_WORK ITEM_
Repeat the records word for word.

(EXTRACTED RECORDS begins)

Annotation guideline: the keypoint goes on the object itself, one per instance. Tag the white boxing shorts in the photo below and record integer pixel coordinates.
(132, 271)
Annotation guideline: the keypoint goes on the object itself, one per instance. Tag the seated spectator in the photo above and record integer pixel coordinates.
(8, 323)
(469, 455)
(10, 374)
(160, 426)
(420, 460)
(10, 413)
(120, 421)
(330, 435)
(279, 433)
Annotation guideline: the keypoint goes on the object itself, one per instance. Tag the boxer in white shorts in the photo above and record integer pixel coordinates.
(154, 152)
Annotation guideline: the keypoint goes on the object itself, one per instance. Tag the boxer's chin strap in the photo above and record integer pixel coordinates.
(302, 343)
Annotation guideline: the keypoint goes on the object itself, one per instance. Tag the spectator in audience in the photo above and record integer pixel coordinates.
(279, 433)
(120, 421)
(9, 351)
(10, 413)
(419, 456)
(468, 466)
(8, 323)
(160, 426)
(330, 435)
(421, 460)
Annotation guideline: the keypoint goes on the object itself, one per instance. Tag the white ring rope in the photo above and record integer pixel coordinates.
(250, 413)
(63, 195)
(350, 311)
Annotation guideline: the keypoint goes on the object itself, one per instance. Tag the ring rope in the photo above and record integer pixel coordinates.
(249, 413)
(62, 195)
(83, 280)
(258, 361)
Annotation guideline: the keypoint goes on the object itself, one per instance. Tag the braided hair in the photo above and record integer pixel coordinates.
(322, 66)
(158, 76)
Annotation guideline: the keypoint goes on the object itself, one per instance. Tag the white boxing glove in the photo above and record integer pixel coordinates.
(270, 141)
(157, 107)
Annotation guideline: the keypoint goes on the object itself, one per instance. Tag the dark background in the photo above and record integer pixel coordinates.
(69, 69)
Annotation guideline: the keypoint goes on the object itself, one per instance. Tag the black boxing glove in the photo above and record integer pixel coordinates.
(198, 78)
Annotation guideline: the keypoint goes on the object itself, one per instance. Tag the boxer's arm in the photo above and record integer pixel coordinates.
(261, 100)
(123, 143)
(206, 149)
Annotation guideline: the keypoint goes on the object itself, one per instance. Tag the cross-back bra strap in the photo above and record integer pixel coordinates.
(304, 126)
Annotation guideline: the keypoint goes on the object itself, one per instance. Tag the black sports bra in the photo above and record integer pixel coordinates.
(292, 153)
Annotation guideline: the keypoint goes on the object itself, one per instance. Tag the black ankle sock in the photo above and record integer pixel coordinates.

(EXTRACTED RECORDS ends)

_REPLY_
Annotation guideline: the keypoint goes on the object itself, one per instance. Tag the white boxing shorts in the photo below and record integer pixel coordinates.
(132, 271)
Annotation guideline: the keypoint goes on the object itself, one per instance. Tag the seated spectator in the photo above and record integer pixel coordinates.
(8, 323)
(469, 455)
(10, 374)
(160, 426)
(420, 460)
(10, 413)
(120, 421)
(330, 435)
(279, 433)
Annotation guideline: the keypoint goes on the object itself, one per instance. Tag the boxer in white shorts in the photo above and record integer pixel coordinates.
(154, 152)
Annotation guideline: the keypoint goes on the object itself, one per instance. Tag the boxer's chin strap in the photo above and record integer pixel coordinates.
(302, 343)
Annotation guideline: the keypoint goes on the object itself, one per instance. Tag the spectator in audience in the photo above and record integer pixel coordinates.
(279, 433)
(120, 421)
(9, 351)
(10, 413)
(419, 456)
(468, 466)
(8, 323)
(160, 426)
(330, 435)
(421, 460)
Annotation guideline: the keypoint goes on the object itself, one per instance. Tag the white ring rope in the photo above and record integer pixel coordinates.
(250, 413)
(63, 195)
(350, 311)
Annotation guideline: the keypoint goes on the object itself, one per instance. Tag the ring rope in the photo above and record integer pixel coordinates.
(249, 413)
(62, 195)
(83, 280)
(258, 361)
Annotation guideline: the keypoint goes on the object itself, one per instance. Tag the braided hair in the photo above and record integer pixel coordinates.
(322, 66)
(158, 76)
Annotation guideline: the keypoint goes on the object itself, one per instance. Tag the white boxing glove in the photo above and record integer pixel coordinates.
(270, 141)
(157, 107)
Annotation guideline: the keypoint goes on the object itself, one per instance. Tag the dark background in the photo above and record integer pixel coordinates.
(69, 69)
Annotation guideline: the keypoint goes on the object itself, one per instance. Tag the black boxing glove in the photo above and record integer pixel coordinates.
(198, 78)
Annotation guideline: the keypoint goes on the object itself, one per instance. Tag the boxer's arm in the photo above and record integer pixel coordinates.
(261, 100)
(123, 143)
(206, 149)
Annotation guideline: the keypoint goes on the object itself, one per instance. Tag the cross-back bra strap in the photo above and record integer pixel coordinates.
(304, 126)
Annotation guideline: the keypoint goes on the object itself, one per instance. Tag the black sports bra in the photo above and record integer pixel coordinates.
(292, 153)
Annotation guideline: the keypoint goes on the object itself, one per instance. Tag the black ankle sock in the photo above and record integer pixel coordinates.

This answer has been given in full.